◆ **Given request**
Reproduce every one of the following rows word for word, with no changes.
■ ■ ■
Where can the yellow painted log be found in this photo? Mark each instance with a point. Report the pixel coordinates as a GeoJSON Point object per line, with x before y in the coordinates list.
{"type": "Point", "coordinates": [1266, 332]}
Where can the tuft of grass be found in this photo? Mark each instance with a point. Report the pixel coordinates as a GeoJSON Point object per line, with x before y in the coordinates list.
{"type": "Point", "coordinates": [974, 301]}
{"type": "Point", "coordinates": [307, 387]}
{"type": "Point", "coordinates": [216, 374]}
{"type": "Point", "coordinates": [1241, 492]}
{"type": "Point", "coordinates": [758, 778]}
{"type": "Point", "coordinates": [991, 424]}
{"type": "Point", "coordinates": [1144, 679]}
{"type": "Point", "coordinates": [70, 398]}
■ ■ ■
◆ **Written solution**
Where can the yellow painted log be found in this photo? Mark each instance with a point. Report the pixel coordinates as a GeoJSON Point object per line, with x before y in the coordinates list.
{"type": "Point", "coordinates": [1266, 332]}
Where can the tuft of grass be found in this photo? Mark each instance with a point. Report the pixel coordinates as a GeoJSON Point object per line, with x before y in the coordinates list.
{"type": "Point", "coordinates": [974, 301]}
{"type": "Point", "coordinates": [307, 387]}
{"type": "Point", "coordinates": [216, 374]}
{"type": "Point", "coordinates": [1241, 492]}
{"type": "Point", "coordinates": [758, 778]}
{"type": "Point", "coordinates": [991, 424]}
{"type": "Point", "coordinates": [1144, 679]}
{"type": "Point", "coordinates": [70, 398]}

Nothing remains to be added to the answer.